▶ List of tasks:
1/ Decide whether each statement below agrees with the passage on classroom tasks, answering yes or no and quoting the words that settle it: (a) The passage holds that teaching through tasks is a natural process. (b) According to the passage, a simple, one-activity task fits any syllabus. (c) The passage says teachers will find it easy to manage learning built on a complex chain of tasks.
2/ Transcribe the passage on classroom tasks from "It must once" to "to pedagogical manipulation.".

▶ Page:
╔══

The reasons for associating tasks with activities focused on meaning, or with process-guided
syllabuses must lie somewhere else, not in the nature of the task itself.
It must once more be concluded that TBA needs a re-evaluation and perhaps a
reinterpretation of some of its basic assumptions, particularly the nature of the tasks that are
useful for the language classroom. Among other things, the idea that teaching through tasks is
a 'natural' process, assuming that tasks involve 'natural' procedures does not seem to fit in with
reality. Tasks in the classroom may be useful for teaching and learning, but they are, after al],
'pedagogical' devices, among others available. They need and require adaptation for teaching
purposes. And in the process they are subject to pedagogical manipulation.

COMPLEXITY AND SEQUENCING OF TASKS


Real world tasks vary in leve1 of complexity. And so do pedagogic tasks. It is not a simple and
easy matter to consider that a task may consist of just one or many activities. Moreover, a task
may involve some other tasks or sub-tasks as well. 'Buying a ticket' may imply calling the travel
agent, catching the bus and paying the fare, discussing the options available, comparing prices,
describing holiday resorts, or looking for different options on the internet, reading the types of
tickets available, etc. A simple, one-activity task fits any syllabus or classroom with no problem
(linguistic resources needed for its performance are easy to define); a task that consists of several
activities, or tasks involving other tasks or 'subtasks', may be extremely demanding in terms of
words and structures required for their implementation. Learners will have to cope with a
relatively easy communicative situation when a task requires only one activity, but the
requirements will overcome them when facing a more complex chain of communicative
sequences. Teachers for their part will find similar difficulties in 'organizing' or managing
learning in such circumstances.

╚══

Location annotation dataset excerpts
╔══

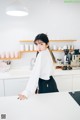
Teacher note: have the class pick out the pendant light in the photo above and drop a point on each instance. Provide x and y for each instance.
(17, 9)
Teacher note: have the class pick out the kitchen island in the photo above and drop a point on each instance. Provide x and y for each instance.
(15, 80)
(50, 106)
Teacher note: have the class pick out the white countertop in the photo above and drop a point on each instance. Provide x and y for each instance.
(50, 106)
(26, 72)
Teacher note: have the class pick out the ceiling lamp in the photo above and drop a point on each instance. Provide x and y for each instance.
(17, 9)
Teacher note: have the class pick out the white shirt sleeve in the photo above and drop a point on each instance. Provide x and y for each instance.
(33, 80)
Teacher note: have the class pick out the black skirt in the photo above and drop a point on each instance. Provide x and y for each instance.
(47, 86)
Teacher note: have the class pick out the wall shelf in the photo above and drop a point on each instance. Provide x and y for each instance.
(28, 41)
(50, 40)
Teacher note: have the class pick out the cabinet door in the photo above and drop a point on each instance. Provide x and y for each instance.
(64, 83)
(1, 88)
(76, 82)
(15, 86)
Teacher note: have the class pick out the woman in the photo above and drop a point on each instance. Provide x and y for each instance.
(41, 78)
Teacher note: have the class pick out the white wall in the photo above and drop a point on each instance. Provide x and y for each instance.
(58, 19)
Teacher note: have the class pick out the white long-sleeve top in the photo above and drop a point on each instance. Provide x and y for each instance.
(43, 68)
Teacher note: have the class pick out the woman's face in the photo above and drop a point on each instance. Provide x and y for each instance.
(41, 45)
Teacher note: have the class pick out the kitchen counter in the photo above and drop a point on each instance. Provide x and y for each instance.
(50, 106)
(26, 72)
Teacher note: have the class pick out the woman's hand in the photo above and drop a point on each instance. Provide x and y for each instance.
(22, 97)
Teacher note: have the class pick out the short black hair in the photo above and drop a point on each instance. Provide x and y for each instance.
(43, 37)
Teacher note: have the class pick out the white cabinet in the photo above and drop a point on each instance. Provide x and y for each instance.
(64, 83)
(15, 86)
(1, 88)
(76, 82)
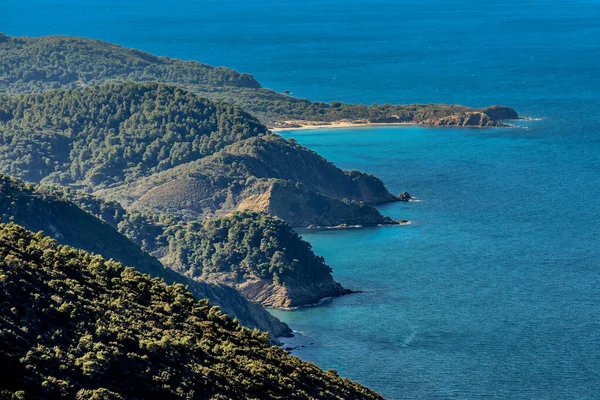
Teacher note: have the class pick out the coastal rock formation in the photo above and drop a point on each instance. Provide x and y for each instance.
(39, 210)
(259, 255)
(77, 326)
(301, 207)
(32, 65)
(466, 119)
(268, 174)
(500, 113)
(404, 196)
(292, 294)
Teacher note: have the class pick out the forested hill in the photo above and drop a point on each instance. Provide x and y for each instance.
(36, 64)
(39, 64)
(43, 209)
(73, 325)
(133, 137)
(112, 133)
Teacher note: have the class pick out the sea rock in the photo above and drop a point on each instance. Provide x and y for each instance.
(500, 113)
(470, 118)
(301, 207)
(404, 196)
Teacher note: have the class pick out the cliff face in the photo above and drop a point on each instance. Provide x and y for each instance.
(259, 255)
(76, 326)
(267, 174)
(467, 119)
(500, 113)
(68, 224)
(301, 207)
(289, 295)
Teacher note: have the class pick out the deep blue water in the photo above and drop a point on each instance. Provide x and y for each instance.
(493, 291)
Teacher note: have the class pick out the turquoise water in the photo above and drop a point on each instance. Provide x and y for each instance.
(493, 290)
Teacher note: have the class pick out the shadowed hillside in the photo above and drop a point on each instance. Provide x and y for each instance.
(39, 209)
(38, 64)
(100, 330)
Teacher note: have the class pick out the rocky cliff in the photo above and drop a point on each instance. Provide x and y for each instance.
(68, 224)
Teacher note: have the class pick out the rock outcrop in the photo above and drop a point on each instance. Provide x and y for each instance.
(500, 113)
(292, 294)
(466, 119)
(301, 207)
(267, 174)
(68, 224)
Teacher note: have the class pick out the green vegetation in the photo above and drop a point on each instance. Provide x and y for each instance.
(38, 64)
(254, 174)
(50, 210)
(114, 132)
(74, 325)
(247, 243)
(33, 65)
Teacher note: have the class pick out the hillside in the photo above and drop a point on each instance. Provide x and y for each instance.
(39, 64)
(162, 147)
(260, 256)
(40, 209)
(267, 174)
(100, 330)
(113, 133)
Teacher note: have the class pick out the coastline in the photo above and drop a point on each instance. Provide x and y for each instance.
(307, 125)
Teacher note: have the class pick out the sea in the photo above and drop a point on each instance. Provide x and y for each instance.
(493, 290)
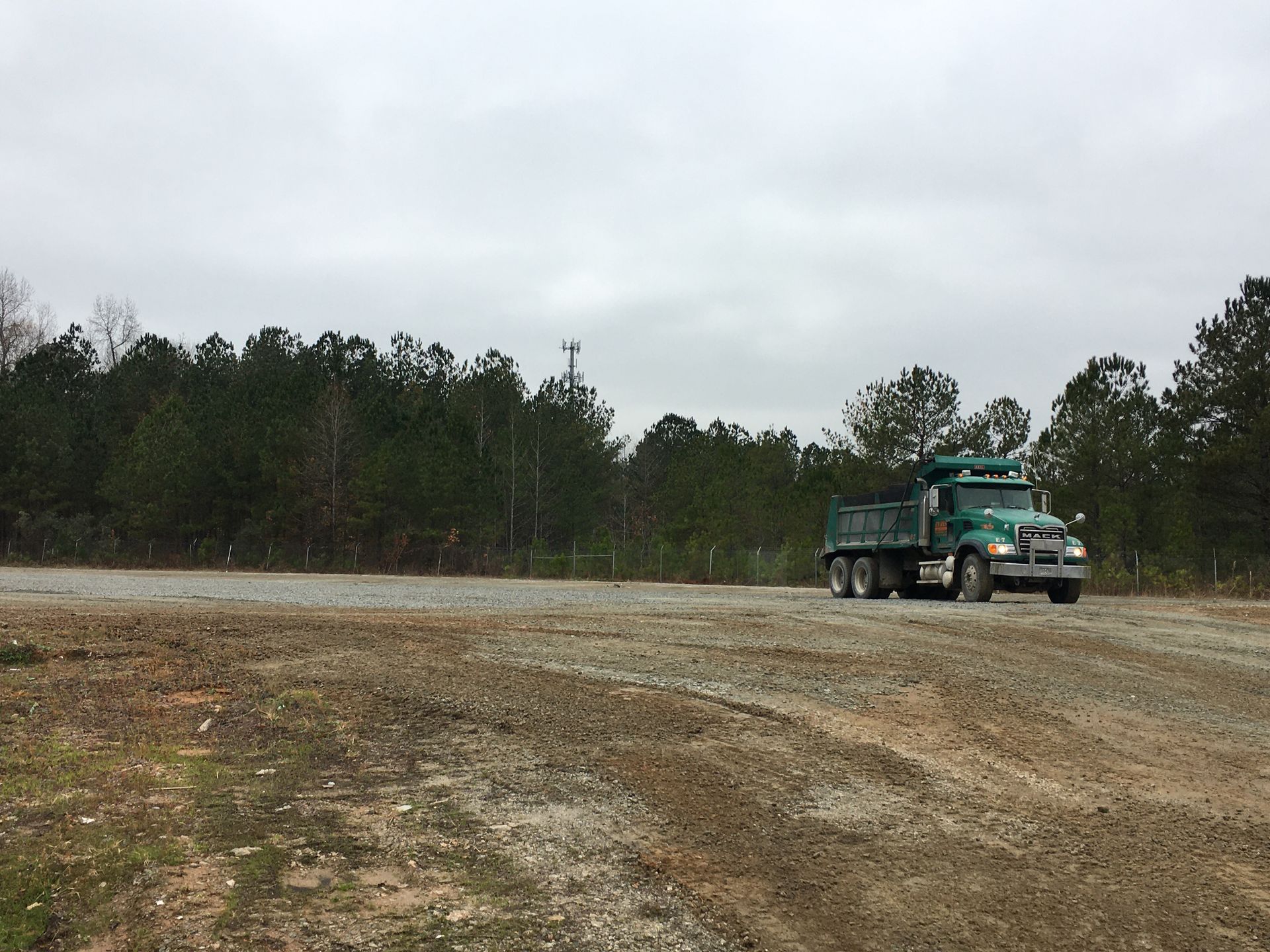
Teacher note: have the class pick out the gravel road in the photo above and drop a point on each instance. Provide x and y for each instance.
(378, 590)
(704, 768)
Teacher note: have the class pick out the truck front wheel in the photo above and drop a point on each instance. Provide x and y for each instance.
(976, 578)
(1067, 592)
(840, 578)
(864, 578)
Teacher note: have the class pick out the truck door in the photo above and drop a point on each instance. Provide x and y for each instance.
(941, 524)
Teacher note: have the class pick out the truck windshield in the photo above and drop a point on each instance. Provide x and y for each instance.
(996, 496)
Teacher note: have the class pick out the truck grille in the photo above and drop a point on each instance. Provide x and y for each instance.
(1024, 536)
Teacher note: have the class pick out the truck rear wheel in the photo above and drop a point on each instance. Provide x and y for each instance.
(840, 578)
(864, 578)
(976, 578)
(1067, 592)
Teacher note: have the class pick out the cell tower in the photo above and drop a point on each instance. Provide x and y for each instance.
(573, 376)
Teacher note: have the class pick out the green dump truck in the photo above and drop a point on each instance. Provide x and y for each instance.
(963, 524)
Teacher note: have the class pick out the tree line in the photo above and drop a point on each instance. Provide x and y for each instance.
(116, 433)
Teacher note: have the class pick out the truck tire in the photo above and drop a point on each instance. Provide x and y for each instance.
(864, 578)
(840, 578)
(976, 578)
(1067, 592)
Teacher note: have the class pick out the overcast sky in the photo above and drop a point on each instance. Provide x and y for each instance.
(742, 210)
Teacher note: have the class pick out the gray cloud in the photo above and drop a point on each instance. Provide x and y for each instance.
(742, 210)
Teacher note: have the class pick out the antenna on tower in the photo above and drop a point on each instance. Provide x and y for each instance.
(573, 376)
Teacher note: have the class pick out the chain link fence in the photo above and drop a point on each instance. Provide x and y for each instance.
(1195, 573)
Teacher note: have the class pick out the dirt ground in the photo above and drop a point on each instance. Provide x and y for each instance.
(762, 770)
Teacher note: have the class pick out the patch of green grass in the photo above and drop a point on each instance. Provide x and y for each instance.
(45, 767)
(62, 867)
(26, 894)
(15, 654)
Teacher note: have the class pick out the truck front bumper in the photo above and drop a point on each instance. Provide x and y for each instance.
(1033, 571)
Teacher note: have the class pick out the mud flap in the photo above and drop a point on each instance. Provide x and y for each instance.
(890, 571)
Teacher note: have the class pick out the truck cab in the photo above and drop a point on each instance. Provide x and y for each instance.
(963, 524)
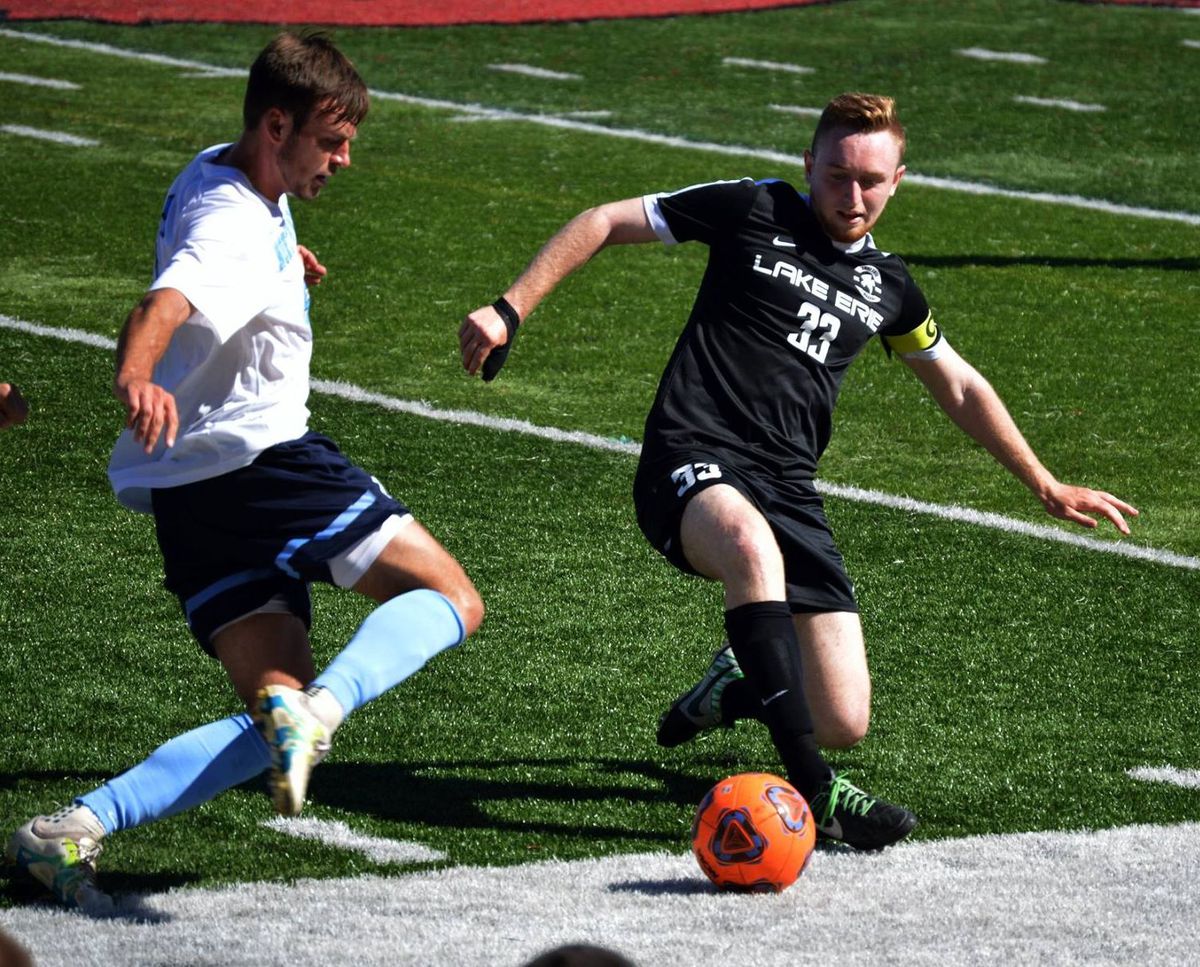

╚══

▶ Responses in order:
1/
(a) No: "the idea that teaching through tasks is a 'natural' process, assuming that tasks involve 'natural' procedures does not seem to fit in with reality"
(b) Yes: "A simple, one-activity task fits any syllabus or classroom with no problem"
(c) No: "Teachers for their part will find similar difficulties in 'organizing' or managing learning in such circumstances"

2/
It must once more be concluded that TBA needs a re-evaluation and perhaps a
reinterpretation of some of its basic assumptions, particularly the nature of the tasks that are
useful for the language classroom. Among other things, the idea that teaching through tasks is
a 'natural' process, assuming that tasks involve 'natural' procedures does not seem to fit in with
reality. Tasks in the classroom may be useful for teaching and learning, but they are, after al],
'pedagogical' devices, among others available. They need and require adaptation for teaching
purposes. And in the process they are subject to pedagogical manipulation.